EXTRACTED TEXT:
◆ ◆ ◆ ◆ ◆ ◆ ◆

Without prejudice to their final responsibility regarding outsourcing arrangements, financial services institutions may use pooled audits, organized jointly with other clients of the same service provider. Third-party certifications and third-party or internal audit reports made available by CSPs can be used as well.

Practical and Legislative Countermeasures

Deutsche Börse, a German international exchange organization and market infrastructure provider, initiated the Collaborative Cloud Audit Group in 2017. This industry wide initiative carries out audits of CSPs collectively, reducing the workload for all parties involved.15

In 2021, the European Cloud User Coalition was founded by 12 European financial institutions. The coalition’s goal is to promote the use of public cloud systems in the European financial services realm.16 Financial institutions represented in the coalition have been developing common security standards and best practices for CSPs.

Institutions are using pooled audits by a group of auditors from different organizations and creating standard rules (self-regulation). Cloud customers must obtain regular evidence from the CSP that the agreed-on security requirements are being met. The proof should be based on a recognized set of rules such as ISO/IEC 27001:2022, which is commonly used in the financial services industry for information security management systems (ISMSs);17 ISO/IEC 27002:2022, which is used for information security controls;18 and ISO/IEC 27018:2019, which is used for the protection of personally identifiable information (PII) in public clouds acting as PII processors.19 In Germany, one well-known and comprehensive set of security criteria for cloud services is the Cloud Computing Compliance Controls Catalog (C5).20

The cloud customer must check whether the scope and protection requirements cover the period the cloud services were used. If a CSP uses subcontractors, it must regularly demonstrate to the cloud customer that the subcontractors perform necessary audits.

◆ ◆ ◆ ◆ ◆ ◆ ◆

INFORMATION GIVEN:
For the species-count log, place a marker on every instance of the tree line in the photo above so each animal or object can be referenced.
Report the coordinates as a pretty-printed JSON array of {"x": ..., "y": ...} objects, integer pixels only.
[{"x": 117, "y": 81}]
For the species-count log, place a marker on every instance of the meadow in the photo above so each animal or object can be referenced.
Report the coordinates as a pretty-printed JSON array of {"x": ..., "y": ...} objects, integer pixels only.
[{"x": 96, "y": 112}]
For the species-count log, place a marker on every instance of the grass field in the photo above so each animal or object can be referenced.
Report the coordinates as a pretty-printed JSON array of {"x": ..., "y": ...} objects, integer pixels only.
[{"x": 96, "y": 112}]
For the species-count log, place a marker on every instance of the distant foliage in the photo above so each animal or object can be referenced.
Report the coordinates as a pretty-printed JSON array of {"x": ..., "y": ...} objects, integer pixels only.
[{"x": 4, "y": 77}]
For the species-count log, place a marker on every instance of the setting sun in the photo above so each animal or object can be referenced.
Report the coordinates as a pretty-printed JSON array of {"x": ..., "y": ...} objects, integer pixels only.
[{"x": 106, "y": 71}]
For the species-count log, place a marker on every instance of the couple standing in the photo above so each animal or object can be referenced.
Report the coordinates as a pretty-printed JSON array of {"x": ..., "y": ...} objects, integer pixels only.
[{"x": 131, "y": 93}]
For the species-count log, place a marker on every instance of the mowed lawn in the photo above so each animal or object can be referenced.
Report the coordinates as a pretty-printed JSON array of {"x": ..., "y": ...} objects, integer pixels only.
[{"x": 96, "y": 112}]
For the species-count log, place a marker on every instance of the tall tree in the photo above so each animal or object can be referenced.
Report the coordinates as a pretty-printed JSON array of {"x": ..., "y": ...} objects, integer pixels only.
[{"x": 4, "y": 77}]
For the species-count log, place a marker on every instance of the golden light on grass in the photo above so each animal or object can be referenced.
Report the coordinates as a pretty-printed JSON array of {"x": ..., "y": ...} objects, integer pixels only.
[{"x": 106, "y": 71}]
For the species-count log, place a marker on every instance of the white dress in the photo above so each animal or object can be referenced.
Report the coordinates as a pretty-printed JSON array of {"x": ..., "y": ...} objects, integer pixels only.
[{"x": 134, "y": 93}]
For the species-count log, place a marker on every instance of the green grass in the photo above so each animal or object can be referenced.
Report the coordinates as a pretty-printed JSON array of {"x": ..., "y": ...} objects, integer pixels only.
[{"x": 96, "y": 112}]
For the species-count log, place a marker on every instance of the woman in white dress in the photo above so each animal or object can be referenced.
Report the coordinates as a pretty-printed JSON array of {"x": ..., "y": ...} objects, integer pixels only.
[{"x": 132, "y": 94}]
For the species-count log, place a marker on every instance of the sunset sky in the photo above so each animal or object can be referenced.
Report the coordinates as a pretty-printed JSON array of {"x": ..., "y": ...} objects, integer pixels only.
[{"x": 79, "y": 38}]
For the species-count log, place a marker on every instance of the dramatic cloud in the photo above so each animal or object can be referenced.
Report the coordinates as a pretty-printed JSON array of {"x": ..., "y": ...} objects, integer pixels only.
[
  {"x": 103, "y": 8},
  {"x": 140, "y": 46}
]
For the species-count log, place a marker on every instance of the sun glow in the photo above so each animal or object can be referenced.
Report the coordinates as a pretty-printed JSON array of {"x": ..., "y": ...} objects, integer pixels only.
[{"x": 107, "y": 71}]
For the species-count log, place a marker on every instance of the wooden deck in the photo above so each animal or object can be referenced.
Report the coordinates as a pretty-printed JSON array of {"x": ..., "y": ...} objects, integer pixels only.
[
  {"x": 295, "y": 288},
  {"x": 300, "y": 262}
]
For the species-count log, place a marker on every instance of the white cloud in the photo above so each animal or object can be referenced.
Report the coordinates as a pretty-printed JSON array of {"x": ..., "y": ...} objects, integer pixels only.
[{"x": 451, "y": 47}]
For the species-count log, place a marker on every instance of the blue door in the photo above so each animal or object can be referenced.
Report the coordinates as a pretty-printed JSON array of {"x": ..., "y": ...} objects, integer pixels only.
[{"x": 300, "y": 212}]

◆ ◆ ◆ ◆ ◆ ◆ ◆

EXERCISE INSTRUCTIONS:
A) Answer these from the text on cloud audits:
(i) In what year did Deutsche Börse start the Collaborative Cloud Audit Group?
(ii) How many European financial institutions founded the European Cloud User Coalition?
(iii) What does the abbreviation C5 stand for?
B) Put this sentence from the text on cloud audits into German: "The cloud customer must check whether the scope and protection requirements cover the period the cloud services were used."
C) Carry on the text on cloud audits for financial institutions from its final sentence.
The items have no part in this work.

WRITTEN RESPONSES:
A)
(i) 2017
(ii) 12
(iii) Cloud Computing Compliance Controls Catalog

B) Der Cloud-Kunde muss prüfen, ob der Umfang und die Schutzanforderungen den Zeitraum abdecken, in dem die Cloud-Dienste genutzt wurden.

C)
Simultaneously, risk related to the concentration of the CSP market keeps growing. As figure 4 illustrates, a few enterprises host an enormous amount of the world’s data by market size. This raises concerns. In response, the European Commission proposed DORA, under which third-party service providers of critical information and communication technology (e.g., CSPs) will be supervised by an authority called the lead overseer.21

Outlook on Cloud Computing, Innovation and Regulation

In the early days of cloud computing, one of the main arguments against its use was the need for data security and protection. In compliance, there are still lively discussions regarding the use of virtualized computing resources. Outsourcing data streams requires caution regarding data security and protection. Looking at empirical public data to assess the comprehensive status quo, one might ask how the Ukrainian government was able to access and use computing resources containing sensible data during the Russian invasion in 2022. Ukrainian law mandated that certain government data and specific private-sector data be kept on servers physically situated in Ukraine. One week prior to the Russian invasion, the Ukrainian parliament introduced regulations allowing the transfer of public- and private-sector data to the cloud. Furthermore, the Ukrainian government issued a public plea for assistance to achieve that. One of the first entities to respond was AWS, the enterprise that accounted for 32 percent of the worldwide cloud services market in Q3 2022.22

The growing market shares of a few dominant CSPs go hand in hand with increasing risk.

Today, cloud computing happens mostly in individual data centers that provide access to servers. However, this trend may change. The growing market shares of a few dominant CSPs go hand in hand with increasing risk. A high degree of dependence on these providers exists. A CSP’s unavailability, failure or some other event might endanger the soundness of a financial entity, and, ultimately, the entire financial system might be at risk of not delivering critical functions or at risk of other adverse effects including large losses and even bankruptcies.

Although it is possible to use multiple servers, traditional cloud services are centralized. The resources are hosted by one large entity that controls all the data and applications of its customers.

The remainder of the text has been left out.